__YOUR TASKS__
- a) Answer these questions using the passage on dieting and breast cancer.
(i) On average, how much weight have the narrator and the Captain each lost every spring?
(ii) How much of the narrator was removed in surgery?
(iii) Which two heroines does the narrator imagine being like when adversity came?
- b) In one to three sentences, explain why the narrator in the passage on dieting and breast cancer has had to buy almost a whole new summer wardrobe.
- c) Write the next part of the passage on dieting and breast cancer, picking up after its last sentence.

__PASSAGE SHOWN__
=-=-=-=-=
Every year the Captain and I look at each other after Christmas, assess the damage and embark on some form of weight loss campaign.  We have been doing it for nearly the whole of our marriage.  Over the years it has got harder, but each Spring we have lost an average of a stone and a half each.  Consequently my summer wardrobe is generally slightly smaller than my winter one.

This year, the weekend of our annual appraisal was followed by my summons to the Recall Clinic and so on and so forth.  Strangely, this did not affect the diet well.  Initially I did not eat but I have more than made up for that since.  And despite having a kilo of me lopped off in surgery I am exactly the same weight now that I was at Christmas.

This has meant buying almost an entire summer wardrobe.  Not only do I need clothes that fit me now, I also need clothes that are ‘comfy’ as I am assured that most people put on weight during breast cancer chemo.  And then, of course, there will be the difficulty in shedding the excess timber thanks to the delights of hormone therapy.  Lovely.  I am not looking forward to the post chemo diet!

Cancer Cow


Being ill does things to a person’s head.  The insides and the outsides do not match up.  On the whole this is a good thing.  The insides of my head are pretty messy.  I lose things in there.  But we all like to think we are generally ok.  As in nice.  Don’t we?

I cannot be alone in believing that when adversity came calling I would greet it like the heroine of a Victorian moral drama.  I would be a Dorothea Brooke or a Jane Eyre.  And when I fantasized about funerals and mortal illnesses, people would always admire the stoicism with which I conducted myself.  My general deportment would obviously have something of the oppressed about it, but my inner bearing would overwhelmingly convey fortitude.
=-=-=-=-=
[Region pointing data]
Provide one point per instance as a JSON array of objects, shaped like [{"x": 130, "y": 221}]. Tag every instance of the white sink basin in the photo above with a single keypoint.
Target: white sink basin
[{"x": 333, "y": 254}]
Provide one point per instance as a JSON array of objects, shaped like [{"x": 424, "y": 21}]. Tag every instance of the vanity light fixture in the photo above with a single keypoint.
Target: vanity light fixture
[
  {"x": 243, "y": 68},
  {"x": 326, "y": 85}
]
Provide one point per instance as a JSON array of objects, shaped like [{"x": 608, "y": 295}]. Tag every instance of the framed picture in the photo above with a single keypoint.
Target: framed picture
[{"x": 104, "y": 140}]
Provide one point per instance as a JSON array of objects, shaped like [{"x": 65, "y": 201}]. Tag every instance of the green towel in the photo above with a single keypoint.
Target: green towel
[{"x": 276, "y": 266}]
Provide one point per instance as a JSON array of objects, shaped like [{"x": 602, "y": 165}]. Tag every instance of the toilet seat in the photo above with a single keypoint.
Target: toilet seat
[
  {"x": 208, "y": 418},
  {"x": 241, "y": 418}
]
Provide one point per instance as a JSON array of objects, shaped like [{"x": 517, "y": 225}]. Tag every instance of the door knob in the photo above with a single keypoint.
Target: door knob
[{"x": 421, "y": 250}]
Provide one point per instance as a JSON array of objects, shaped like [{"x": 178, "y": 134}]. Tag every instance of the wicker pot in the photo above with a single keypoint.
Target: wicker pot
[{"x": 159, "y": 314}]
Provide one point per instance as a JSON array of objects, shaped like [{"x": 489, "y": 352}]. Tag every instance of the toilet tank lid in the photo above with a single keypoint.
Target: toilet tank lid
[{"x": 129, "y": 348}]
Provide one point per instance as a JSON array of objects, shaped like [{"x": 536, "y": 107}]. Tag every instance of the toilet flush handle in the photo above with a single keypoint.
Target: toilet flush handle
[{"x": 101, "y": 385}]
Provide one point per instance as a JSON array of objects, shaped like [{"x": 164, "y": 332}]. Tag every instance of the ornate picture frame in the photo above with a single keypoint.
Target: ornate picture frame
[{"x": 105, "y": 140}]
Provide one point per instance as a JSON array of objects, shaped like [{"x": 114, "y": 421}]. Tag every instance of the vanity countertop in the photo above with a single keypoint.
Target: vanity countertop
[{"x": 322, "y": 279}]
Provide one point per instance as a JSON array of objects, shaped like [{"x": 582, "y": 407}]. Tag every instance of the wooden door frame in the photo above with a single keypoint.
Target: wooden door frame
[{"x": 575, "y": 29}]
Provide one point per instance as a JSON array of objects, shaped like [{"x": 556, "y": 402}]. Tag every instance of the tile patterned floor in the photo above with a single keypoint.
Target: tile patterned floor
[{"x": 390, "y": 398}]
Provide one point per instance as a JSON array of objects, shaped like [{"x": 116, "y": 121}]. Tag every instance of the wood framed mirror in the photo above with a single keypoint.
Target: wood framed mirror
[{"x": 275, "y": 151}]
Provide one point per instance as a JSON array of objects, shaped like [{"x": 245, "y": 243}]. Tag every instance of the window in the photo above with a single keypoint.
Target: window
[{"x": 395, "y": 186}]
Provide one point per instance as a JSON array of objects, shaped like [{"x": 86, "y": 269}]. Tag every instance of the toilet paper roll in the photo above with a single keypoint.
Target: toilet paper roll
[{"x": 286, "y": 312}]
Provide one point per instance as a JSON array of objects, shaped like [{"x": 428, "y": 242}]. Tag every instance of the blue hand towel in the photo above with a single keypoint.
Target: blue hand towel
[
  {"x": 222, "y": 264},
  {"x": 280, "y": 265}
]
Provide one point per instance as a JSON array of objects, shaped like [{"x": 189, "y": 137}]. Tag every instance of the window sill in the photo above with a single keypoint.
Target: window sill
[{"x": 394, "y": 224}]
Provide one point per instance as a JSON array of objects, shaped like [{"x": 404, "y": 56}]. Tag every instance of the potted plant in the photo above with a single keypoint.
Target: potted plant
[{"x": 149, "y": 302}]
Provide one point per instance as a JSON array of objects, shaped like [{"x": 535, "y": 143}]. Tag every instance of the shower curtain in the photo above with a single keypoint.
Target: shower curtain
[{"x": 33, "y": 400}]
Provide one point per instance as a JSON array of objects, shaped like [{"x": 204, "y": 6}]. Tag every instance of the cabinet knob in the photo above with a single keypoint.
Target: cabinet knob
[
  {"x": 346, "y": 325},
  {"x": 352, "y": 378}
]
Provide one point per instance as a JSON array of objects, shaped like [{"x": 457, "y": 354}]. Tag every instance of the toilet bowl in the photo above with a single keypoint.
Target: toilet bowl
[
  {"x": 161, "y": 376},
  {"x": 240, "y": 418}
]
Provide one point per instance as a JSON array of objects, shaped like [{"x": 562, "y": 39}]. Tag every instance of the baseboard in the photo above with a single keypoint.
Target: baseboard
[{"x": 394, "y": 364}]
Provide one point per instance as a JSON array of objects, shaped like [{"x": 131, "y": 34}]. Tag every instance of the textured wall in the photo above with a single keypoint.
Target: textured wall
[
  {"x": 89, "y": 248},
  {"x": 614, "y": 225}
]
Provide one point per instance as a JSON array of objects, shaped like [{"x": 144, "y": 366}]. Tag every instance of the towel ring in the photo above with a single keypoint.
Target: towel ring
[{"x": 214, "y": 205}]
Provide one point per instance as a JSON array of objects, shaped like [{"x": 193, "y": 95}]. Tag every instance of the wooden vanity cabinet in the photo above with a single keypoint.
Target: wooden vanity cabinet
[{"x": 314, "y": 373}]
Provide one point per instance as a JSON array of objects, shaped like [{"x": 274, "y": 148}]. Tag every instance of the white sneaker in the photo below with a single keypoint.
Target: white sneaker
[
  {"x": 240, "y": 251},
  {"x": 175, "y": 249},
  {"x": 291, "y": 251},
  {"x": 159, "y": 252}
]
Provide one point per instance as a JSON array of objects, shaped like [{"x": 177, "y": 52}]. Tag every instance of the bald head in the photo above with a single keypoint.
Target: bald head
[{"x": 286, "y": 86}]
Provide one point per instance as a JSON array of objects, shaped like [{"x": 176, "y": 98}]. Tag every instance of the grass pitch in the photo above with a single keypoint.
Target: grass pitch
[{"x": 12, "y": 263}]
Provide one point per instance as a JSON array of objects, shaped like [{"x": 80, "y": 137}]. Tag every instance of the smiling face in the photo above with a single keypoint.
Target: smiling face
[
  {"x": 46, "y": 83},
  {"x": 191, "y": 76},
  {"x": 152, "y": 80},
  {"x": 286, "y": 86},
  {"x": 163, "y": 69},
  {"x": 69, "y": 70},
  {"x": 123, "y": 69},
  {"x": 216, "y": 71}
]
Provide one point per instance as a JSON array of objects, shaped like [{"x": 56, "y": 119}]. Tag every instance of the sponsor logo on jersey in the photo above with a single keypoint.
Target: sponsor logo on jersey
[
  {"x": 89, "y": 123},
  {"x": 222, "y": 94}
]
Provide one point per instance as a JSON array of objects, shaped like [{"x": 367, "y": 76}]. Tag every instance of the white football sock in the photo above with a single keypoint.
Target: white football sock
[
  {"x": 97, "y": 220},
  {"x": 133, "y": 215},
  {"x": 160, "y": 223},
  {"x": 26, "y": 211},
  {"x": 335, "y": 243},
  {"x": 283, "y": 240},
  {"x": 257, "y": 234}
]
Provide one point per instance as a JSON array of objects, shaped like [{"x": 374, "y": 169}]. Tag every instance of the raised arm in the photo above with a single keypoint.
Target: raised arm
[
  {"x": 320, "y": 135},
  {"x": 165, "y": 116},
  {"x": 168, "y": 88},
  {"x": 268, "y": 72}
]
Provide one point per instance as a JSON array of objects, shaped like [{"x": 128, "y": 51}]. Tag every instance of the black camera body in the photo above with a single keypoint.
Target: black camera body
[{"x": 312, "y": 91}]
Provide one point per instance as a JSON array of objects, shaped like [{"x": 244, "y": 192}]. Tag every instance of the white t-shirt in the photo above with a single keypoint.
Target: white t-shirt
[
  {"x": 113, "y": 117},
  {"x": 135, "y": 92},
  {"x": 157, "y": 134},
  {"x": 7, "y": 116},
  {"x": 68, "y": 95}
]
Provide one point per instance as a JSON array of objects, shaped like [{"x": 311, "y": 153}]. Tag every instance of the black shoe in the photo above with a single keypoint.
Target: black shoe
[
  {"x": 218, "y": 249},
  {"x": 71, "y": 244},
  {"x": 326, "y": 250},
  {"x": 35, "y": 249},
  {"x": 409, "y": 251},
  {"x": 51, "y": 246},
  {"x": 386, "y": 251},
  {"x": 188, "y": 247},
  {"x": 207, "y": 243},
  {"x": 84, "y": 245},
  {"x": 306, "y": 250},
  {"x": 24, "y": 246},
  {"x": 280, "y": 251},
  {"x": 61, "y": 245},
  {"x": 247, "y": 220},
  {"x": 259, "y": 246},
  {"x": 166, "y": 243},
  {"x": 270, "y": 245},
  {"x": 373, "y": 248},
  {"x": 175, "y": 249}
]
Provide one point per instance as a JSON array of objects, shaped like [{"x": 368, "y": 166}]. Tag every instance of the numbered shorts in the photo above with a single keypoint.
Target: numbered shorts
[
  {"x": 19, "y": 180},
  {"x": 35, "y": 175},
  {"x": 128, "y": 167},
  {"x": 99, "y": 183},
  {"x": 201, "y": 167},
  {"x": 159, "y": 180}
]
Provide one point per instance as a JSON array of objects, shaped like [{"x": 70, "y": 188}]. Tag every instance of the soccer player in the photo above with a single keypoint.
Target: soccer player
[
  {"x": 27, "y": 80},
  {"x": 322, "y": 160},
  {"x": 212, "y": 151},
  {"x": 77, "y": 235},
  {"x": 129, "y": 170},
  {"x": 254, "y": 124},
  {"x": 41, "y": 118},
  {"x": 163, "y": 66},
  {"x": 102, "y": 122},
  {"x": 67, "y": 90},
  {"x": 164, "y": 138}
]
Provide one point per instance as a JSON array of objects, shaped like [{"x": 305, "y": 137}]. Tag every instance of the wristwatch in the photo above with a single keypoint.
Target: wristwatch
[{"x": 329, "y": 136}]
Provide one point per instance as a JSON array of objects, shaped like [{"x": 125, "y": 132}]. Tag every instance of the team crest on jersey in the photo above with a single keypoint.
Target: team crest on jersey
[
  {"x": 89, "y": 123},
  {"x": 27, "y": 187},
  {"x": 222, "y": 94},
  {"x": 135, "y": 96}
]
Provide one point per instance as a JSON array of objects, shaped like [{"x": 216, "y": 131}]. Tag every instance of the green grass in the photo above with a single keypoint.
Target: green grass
=-=-=-=-=
__NUMBERED RESPONSES__
- a)
(i) A stone and a half each.
(ii) A kilo.
(iii) Dorothea Brooke and Jane Eyre.

- b) Even after losing a kilo in surgery, the narrator weighs exactly what they did at Christmas, so they need clothes that fit them now. They also need "comfy" clothes because they have been told that most people put on weight during breast cancer chemo.

- c)
I do not recall ever thinking I would turn into a cow.  That I would be reduced to snapping at my dearest friends; being a bitch to my husband; and generally turning into the Bridezilla of cancer to all around.  Cancer has robbed me of my ability to function beyond a hand to mouth existence.  In my need to focus on surviving, it is easy to forget common decency and manners.  And the very people I love above all others get caught in the cross fire.

Being ill does not excuse this.  It is acceptable to be exhausted.  It is acceptable to struggle to function outside my bubble.  It is acceptable to not cope.  But it is not acceptable to take out my anger and frustration on those around me.  The really horrible thing is, I would love to promise to be the Florence Dombey of chemotherapy but that is not going to happen.  I am not going to morph into some angelic being who bears all with grace and serenity.  I suspect I am going to be foul and loathsome.

Be nice to the Captain.  He is going to need it.


Food, Glorious Food


You do not have to know me very well to know that I enjoy cooking.  I run a food company for goodness sake!  Prior to being diagnosed with cancer, I had only ever lost my appetite once when a cold removed my sense of taste for a few days.  It is reasonable to say that I love food and all things relating to it.  So the prospect of the FEC-ing chemo interfering with that is not a happy one.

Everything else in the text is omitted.